§ **Tarea pendiente**
Copia sin ningún cambio todas las líneas de los ítems que vienen a continuación.

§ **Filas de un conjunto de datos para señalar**
▼▼▼

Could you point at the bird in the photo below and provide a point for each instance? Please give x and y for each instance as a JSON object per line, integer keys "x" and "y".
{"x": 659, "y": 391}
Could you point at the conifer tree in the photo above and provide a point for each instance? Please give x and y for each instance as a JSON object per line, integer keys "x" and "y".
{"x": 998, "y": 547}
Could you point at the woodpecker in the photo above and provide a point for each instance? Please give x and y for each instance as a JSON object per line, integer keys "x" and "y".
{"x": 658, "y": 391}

▲▲▲

§ **Tarea resuelta**
Could you point at the bird in the photo below and provide a point for each instance? Please give x and y for each instance as a JSON object per line, integer keys "x" and "y".
{"x": 659, "y": 391}
Could you point at the conifer tree in the photo above and provide a point for each instance? Please give x and y for each instance as a JSON object per line, integer keys "x" and "y".
{"x": 998, "y": 547}
Could you point at the woodpecker in the photo above and provide a point for each instance? Please give x and y for each instance as a JSON object per line, integer keys "x" and "y".
{"x": 658, "y": 391}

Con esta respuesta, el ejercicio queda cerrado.